• Texte fourni:
^^^^

Manifestation devant l'ambassade du Soudan à Paris, le 11 avril. / Augustine Passilly

A Paris, les portes de l’ambassade soudanaise sont fermées. Pas moins de dix camions de CRS sont stationnés devant, rue Alfred-Dehodencq, dans le XVIe arrondissement de Paris. C’est donc quelques mètres plus loin, au croisement avec la rue de Franqueville, que se sont rejoints, vers 15 heures ce 11 avril, une vingtaine de manifestants.

Déclaré deux jours plus tôt auprès de la préfecture de police, ce regroupement prend un tour particulier en ce jour de chute du président soudanais Omar Al-Bachir, au pouvoir depuis trente ans. Les exilés, majoritairement réfugiés politiques arrivés en France pour fuir ce régime dictatorial, regrettent, malgré les manifestations de milliers d’opposants, depuis le 19 décembre que le changement n’aille pas assez vite.

Le départ d’Al-Bachir ne change rien

Quelques minutes avant leur réunion, le ministre de la défense et vice-président, Awad Ahmed Ibn Auf a annoncé prendre la tête d’un gouvernement militaire de transition pour une durée de deux ans, feignant d’ignorer la soif d’autre chose de la part des Soudanais. « Nous n’avons pas besoin des militaires, mais d’une personne choisie par le peuple, un professeur ou un défenseur des droits de l’homme, par exemple », affirme Mansour, réfugié politique de 35 ans.

Certains saluent, certes, le départ d’Omar Al-Bachir, mais les slogans, qui résonnent de plus en plus fort au fur et à mesure que le cercle s’élargit pour atteindre une cinquantaine de manifestants, condamnent également son successeur, Awad Ahmed Ibn Auf. « Un premier pas a bien été franchi en destituant le président, mais ce n’est pas une victoire pour autant », insiste Adam Ali, 25 ans, arrivé en France en mai 2018. Ce réfugié politique affirme être en contact permanent avec ses amis restés sur le sol soudanais qui ne comptent pas, eux non plus, renoncer. Pour les contestataires, l’annonce du désormais ex-ministre de la défense sonne même comme un appel à poursuivre la mobilisation. « Aujourd’hui, le coup d’Etat a incité des millions de gens à rejoindre le mouvement, renchérit Mohammed Amir, réfugié de 36 ans ayant passé 57 jours dans les prisons de l’Etat soudanais. Nous n’avons pas d’autre choix. Nous devons continuer la révolution jusqu’à ce que ce régime s’en aille. »

La situation se dégrade

Or, rien n’est acquis pour la suite du mouvement. Agitant un petit drapeau soudanais, Hala Babikir ne cache pas ses craintes face aux mesures annoncées par le nouveau dirigeant Awad Ahmed Ibn Auf. « Je pense que la situation se révèle à présent plus catastrophique qu’il y a trois mois, déplore cette Franco-Soudanaise, arrivée en France il y a vingt-sept ans pour suivre son mari réfugié politique. Le couvre-feu et l’état d’urgence [mesures décrétées le 11 avril pour trois mois] ont été instaurés pour réprimer les manifestants. » Dans son élégant manteau rouge, Hala Babikir s’inquiète aussi du sort des militaires – occupant souvent les rangs les plus bas de l’armée – qui se sont rangés du côté du peuple.

^^^^

• Consignes:
a – D'après le texte sur la manifestation soudanaise, combien de jours Mohammed Amir a-t-il passés dans les prisons de l'État soudanais ?
b – Dans le texte sur la manifestation soudanaise, recopiez le passage qui débute aux mots contenant « A Paris, les » et s'arrête après « pas assez vite. ».
c – Indiquez si chaque affirmation concorde avec le texte sur la manifestation soudanaise, par oui ou non, en citant les mots décisifs : (i) le rassemblement avait été déclaré à la préfecture de police deux jours auparavant ; (ii) Awad Ahmed Ibn Auf a annoncé un gouvernement militaire de transition pour trois ans ; (iii) Hala Babikir est arrivée en France il y a vingt-sept ans.
Les entrées ci-après forment un matériau indépendant du texte.

^^^^

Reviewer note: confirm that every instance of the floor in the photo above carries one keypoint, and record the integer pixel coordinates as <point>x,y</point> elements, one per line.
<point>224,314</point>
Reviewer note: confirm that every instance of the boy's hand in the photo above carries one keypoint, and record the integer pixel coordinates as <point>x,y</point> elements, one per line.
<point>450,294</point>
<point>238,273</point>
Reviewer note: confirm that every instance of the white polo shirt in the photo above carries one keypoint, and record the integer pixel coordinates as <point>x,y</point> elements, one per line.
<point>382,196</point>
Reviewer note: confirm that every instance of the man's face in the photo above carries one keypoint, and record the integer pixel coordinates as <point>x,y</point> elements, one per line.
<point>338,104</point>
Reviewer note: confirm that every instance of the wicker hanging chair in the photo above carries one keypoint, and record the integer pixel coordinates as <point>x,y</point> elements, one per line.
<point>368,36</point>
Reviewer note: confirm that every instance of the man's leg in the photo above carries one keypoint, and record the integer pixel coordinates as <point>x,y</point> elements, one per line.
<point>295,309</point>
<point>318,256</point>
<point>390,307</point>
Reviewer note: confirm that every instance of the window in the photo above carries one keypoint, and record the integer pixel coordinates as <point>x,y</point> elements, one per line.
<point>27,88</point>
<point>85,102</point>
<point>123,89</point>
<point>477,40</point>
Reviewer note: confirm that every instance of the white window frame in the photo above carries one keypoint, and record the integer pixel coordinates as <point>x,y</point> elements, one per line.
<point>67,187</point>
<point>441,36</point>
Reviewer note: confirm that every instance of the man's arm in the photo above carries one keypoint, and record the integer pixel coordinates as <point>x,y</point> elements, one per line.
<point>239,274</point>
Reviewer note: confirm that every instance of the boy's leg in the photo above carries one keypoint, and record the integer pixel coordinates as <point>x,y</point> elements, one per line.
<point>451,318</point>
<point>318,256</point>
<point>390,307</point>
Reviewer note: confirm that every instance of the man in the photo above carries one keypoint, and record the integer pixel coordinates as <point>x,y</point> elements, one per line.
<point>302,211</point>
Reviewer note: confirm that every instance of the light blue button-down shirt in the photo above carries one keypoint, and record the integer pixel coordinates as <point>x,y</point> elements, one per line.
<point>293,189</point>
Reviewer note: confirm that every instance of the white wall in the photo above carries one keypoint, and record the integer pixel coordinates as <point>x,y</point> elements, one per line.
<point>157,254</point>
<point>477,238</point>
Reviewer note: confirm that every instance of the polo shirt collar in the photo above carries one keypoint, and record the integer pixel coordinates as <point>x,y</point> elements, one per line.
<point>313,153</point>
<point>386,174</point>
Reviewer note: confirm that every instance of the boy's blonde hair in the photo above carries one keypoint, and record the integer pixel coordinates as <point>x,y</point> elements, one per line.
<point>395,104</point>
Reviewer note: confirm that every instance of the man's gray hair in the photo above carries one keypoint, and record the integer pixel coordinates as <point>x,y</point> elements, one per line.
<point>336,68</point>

^^^^

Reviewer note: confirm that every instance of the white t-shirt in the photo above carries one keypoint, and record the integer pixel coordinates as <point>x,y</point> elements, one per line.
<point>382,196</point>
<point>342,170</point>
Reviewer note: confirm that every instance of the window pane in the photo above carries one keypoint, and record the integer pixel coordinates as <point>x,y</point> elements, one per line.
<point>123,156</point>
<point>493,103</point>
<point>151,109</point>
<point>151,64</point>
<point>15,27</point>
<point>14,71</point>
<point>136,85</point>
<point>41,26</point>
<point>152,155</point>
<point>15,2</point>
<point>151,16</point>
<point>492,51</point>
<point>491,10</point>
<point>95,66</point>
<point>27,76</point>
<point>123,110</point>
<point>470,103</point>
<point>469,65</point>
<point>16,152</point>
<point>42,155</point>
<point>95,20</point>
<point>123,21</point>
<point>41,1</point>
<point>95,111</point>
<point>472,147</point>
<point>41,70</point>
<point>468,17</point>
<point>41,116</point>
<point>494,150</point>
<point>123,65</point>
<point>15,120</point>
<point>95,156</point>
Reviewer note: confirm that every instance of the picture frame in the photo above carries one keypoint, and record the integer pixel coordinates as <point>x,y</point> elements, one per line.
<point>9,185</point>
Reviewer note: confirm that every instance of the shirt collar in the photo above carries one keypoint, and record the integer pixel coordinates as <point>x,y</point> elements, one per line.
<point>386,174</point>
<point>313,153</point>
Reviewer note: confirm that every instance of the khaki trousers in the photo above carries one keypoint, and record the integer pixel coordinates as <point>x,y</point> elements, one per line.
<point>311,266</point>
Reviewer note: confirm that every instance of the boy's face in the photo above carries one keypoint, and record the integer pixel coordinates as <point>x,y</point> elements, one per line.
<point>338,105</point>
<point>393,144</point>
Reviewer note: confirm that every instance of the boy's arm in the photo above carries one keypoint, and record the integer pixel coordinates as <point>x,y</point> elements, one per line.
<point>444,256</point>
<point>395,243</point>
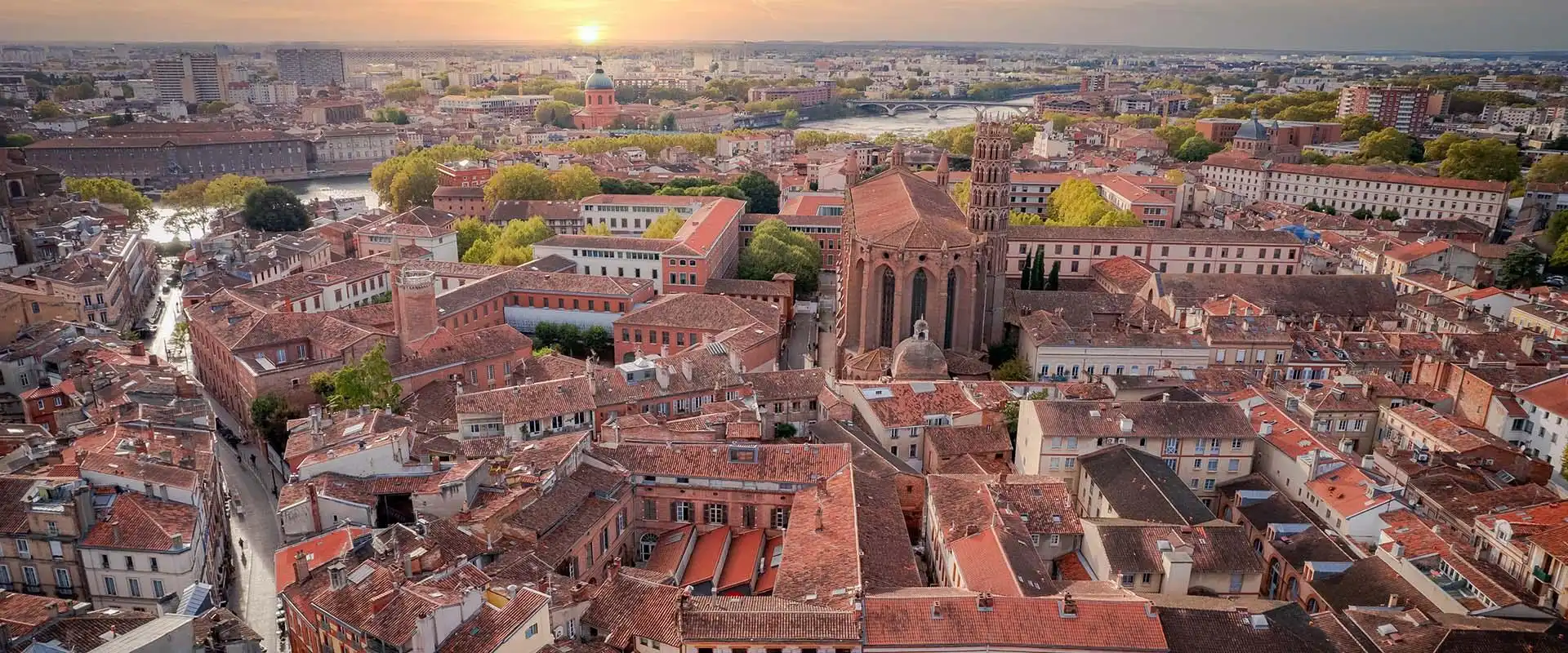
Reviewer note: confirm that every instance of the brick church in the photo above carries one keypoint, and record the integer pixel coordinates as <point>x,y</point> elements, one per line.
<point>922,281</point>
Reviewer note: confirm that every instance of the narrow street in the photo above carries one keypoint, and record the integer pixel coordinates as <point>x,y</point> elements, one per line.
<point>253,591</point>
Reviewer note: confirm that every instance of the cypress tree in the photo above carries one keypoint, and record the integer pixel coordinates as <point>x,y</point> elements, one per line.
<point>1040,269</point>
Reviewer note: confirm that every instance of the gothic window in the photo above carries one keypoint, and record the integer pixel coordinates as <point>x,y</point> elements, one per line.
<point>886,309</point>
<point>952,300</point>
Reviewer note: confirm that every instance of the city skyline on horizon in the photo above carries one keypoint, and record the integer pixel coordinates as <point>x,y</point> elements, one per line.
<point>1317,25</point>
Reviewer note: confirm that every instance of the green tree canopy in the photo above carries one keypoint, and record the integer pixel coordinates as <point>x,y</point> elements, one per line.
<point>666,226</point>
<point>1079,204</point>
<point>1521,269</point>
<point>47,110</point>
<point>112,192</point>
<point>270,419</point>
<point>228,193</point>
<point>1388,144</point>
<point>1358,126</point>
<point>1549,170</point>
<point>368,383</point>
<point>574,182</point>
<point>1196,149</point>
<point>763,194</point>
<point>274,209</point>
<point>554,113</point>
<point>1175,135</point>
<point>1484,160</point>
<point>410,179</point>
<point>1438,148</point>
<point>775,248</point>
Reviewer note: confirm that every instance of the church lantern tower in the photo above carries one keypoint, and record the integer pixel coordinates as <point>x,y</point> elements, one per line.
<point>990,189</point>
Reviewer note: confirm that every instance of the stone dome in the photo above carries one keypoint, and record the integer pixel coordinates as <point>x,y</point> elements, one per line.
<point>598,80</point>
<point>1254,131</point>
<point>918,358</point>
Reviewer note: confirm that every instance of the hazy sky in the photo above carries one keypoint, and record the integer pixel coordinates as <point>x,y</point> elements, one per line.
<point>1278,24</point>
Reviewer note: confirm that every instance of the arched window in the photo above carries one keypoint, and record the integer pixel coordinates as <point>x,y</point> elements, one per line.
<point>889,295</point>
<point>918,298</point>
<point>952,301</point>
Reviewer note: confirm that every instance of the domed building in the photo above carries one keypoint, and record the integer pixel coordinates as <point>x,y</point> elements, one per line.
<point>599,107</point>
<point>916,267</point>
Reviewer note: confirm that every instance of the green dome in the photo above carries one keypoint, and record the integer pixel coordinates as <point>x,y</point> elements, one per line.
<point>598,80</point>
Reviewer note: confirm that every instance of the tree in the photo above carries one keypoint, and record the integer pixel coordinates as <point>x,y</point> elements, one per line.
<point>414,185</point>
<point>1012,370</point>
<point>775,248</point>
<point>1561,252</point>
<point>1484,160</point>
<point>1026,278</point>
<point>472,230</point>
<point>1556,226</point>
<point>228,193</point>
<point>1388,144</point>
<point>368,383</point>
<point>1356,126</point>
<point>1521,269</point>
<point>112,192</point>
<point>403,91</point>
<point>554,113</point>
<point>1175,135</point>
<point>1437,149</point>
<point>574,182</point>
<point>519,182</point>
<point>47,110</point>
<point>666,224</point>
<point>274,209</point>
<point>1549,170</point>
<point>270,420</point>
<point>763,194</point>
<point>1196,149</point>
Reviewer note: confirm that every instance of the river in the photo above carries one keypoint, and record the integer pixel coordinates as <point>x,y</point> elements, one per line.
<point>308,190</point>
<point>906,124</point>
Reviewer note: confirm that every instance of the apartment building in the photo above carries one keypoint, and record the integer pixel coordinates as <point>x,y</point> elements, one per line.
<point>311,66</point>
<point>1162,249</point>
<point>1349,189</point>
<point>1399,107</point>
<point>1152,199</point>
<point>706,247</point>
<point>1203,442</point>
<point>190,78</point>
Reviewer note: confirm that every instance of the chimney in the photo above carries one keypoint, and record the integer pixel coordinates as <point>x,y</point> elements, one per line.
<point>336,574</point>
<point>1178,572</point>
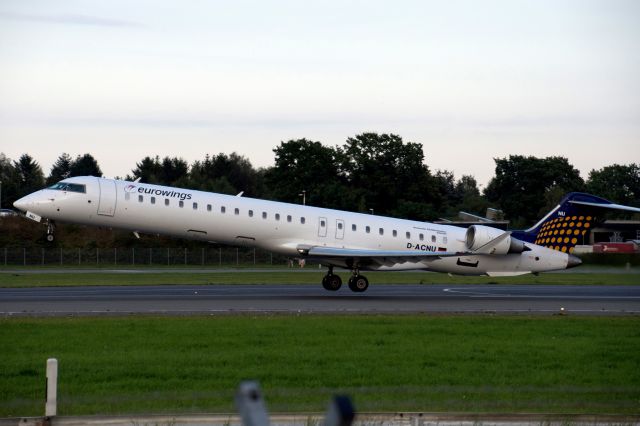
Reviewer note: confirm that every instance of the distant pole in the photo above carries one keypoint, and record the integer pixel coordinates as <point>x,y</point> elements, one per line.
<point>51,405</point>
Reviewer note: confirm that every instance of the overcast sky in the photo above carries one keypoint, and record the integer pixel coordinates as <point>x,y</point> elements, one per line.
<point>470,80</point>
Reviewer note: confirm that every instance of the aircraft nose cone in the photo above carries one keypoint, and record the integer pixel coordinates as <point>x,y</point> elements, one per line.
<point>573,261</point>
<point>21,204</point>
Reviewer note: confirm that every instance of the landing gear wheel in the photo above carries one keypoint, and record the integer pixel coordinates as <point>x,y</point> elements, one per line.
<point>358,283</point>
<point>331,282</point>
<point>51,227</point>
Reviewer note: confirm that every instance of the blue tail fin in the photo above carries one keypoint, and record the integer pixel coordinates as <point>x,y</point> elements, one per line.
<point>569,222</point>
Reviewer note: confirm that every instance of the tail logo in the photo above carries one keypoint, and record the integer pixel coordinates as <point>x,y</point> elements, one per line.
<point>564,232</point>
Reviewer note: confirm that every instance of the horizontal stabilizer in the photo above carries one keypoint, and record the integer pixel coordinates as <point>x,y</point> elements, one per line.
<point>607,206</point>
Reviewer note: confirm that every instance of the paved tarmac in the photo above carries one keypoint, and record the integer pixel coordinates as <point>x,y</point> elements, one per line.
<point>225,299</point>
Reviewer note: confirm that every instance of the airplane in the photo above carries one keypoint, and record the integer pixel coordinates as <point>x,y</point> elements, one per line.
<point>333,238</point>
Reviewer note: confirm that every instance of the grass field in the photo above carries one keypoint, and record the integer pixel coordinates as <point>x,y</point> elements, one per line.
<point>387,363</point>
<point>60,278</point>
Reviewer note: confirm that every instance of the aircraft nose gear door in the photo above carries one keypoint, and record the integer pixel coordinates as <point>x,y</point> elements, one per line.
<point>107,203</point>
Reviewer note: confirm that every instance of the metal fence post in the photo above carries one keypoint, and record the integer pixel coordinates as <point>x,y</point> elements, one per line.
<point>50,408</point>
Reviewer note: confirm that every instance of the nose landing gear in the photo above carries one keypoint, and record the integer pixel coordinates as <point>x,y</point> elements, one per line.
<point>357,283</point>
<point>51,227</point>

^^^^

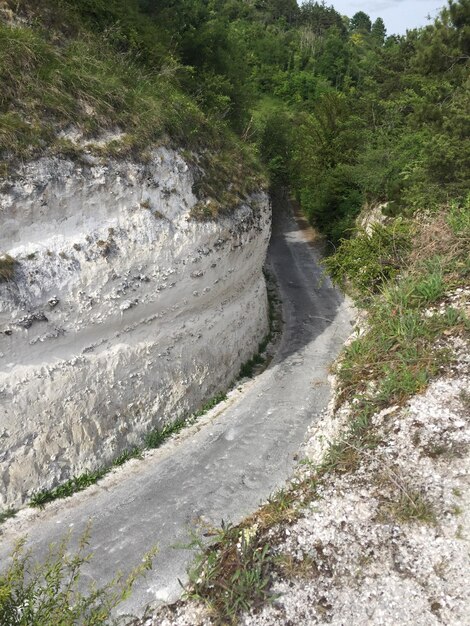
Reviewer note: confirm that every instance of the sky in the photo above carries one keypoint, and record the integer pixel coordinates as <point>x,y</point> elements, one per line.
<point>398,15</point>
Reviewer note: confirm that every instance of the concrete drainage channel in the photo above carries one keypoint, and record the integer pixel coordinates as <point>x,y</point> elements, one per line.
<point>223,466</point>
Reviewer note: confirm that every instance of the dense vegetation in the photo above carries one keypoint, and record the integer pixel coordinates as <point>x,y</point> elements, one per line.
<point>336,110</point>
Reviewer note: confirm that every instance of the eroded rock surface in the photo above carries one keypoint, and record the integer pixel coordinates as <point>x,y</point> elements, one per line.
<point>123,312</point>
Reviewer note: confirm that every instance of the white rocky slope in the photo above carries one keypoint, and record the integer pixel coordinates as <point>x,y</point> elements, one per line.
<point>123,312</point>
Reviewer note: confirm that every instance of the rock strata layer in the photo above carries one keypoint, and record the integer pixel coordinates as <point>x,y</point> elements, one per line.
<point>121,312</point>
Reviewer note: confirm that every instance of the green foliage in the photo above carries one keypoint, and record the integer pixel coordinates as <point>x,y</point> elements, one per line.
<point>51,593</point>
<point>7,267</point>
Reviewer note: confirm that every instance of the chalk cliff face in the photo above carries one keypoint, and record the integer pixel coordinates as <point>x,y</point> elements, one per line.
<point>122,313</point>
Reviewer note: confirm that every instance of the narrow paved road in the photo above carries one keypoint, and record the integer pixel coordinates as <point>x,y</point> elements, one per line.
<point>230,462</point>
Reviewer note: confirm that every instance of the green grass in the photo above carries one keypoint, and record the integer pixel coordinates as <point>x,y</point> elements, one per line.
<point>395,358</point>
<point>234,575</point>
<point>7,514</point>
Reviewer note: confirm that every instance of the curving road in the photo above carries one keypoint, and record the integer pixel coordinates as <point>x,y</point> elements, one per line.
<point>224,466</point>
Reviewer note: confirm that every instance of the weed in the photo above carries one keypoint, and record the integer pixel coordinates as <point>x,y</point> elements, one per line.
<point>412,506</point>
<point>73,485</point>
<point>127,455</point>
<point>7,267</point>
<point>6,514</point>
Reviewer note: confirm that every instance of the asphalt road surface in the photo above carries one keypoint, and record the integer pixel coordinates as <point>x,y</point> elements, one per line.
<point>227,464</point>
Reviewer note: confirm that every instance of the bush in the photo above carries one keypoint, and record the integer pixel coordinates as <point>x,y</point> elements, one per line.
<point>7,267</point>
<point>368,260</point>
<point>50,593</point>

^^^^

• Réponses:
a – 57 jours.

b –
A Paris, les portes de l’ambassade soudanaise sont fermées. Pas moins de dix camions de CRS sont stationnés devant, rue Alfred-Dehodencq, dans le XVIe arrondissement de Paris. C’est donc quelques mètres plus loin, au croisement avec la rue de Franqueville, que se sont rejoints, vers 15 heures ce 11 avril, une vingtaine de manifestants.

Déclaré deux jours plus tôt auprès de la préfecture de police, ce regroupement prend un tour particulier en ce jour de chute du président soudanais Omar Al-Bachir, au pouvoir depuis trente ans. Les exilés, majoritairement réfugiés politiques arrivés en France pour fuir ce régime dictatorial, regrettent, malgré les manifestations de milliers d’opposants, depuis le 19 décembre que le changement n’aille pas assez vite.

c –
(i) Oui : « Déclaré deux jours plus tôt auprès de la préfecture de police »
(ii) Non : « pour une durée de deux ans »
(iii) Oui : « arrivée en France il y a vingt-sept ans »